-- Begin PASSAGE TO READ --

Notably, the second subquery to the S3 database has been rewritten to only retrieve marketing records WHERE clicks>100 to reduce the amount of data that are moved. This WHERE clause represents a filter that is pushed to the data source 115, since it is included within the subquery and excludes marketing data for which the number of clicks were less than or equal to 100 (e.g., representing trivial customer engagement) from needing to be retrieved, thereby reducing data movement.

Subprocess 430, which may be implemented by data location AI agent 160C, may determine an execution strategy that comprises the plurality of subqueries, as rewritten by query optimization AI agent 160B in subprocess 420. The execution strategy may specify an order in which the plurality of subqueries are to be executed. Two or more of the subqueries may be independent from each other, such that they may be executed in parallel. Alternatively or additionally, two or more of the subqueries may be dependent, such that one subquery needs to be executed before the other subquery. It should be understood that the execution strategy may include parallel execution of two or more subqueries and/or serial execution of two or more subqueries.

-- End PASSAGE TO READ --

• **PROBLEMS TO WORK ON**:
a - According to the passage on query execution, which AI agent may implement subprocess 430?
b - Please retype the passage on query execution starting with "Subprocess 430, which" and going on through "or more subqueries.".
c - Translate this sentence from the passage on query execution into Spanish: "The execution strategy may specify an order in which the plurality of subqueries are to be executed."

-- Begin INFORMATION PROVIDED --

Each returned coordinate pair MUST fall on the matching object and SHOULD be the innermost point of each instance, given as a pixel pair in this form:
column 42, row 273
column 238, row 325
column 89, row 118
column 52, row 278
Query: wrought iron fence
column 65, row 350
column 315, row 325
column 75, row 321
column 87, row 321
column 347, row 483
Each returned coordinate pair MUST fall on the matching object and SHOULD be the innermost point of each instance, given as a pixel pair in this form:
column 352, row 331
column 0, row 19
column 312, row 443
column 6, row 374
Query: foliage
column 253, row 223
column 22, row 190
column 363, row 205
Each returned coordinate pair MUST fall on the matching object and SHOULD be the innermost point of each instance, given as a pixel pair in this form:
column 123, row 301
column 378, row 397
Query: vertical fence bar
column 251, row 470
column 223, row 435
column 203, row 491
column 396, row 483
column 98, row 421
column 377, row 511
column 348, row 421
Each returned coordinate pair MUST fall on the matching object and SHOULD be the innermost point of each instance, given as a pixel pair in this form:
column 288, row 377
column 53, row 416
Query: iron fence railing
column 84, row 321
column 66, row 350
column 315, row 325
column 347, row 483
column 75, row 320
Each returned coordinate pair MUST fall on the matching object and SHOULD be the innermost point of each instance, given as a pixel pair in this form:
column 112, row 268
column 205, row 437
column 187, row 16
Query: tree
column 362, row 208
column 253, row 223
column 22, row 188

-- End INFORMATION PROVIDED --

• **RESPONSES TO THE EXERCISE**:
a - Data location AI agent 160C.

b -
Subprocess 430, which may be implemented by data location AI agent 160C, may determine an execution strategy that comprises the plurality of subqueries, as rewritten by query optimization AI agent 160B in subprocess 420. The execution strategy may specify an order in which the plurality of subqueries are to be executed. Two or more of the subqueries may be independent from each other, such that they may be executed in parallel. Alternatively or additionally, two or more of the subqueries may be dependent, such that one subquery needs to be executed before the other subquery. It should be understood that the execution strategy may include parallel execution of two or more subqueries and/or serial execution of two or more subqueries.

c - La estrategia de ejecución puede especificar un orden en el que debe ejecutarse la pluralidad de subconsultas.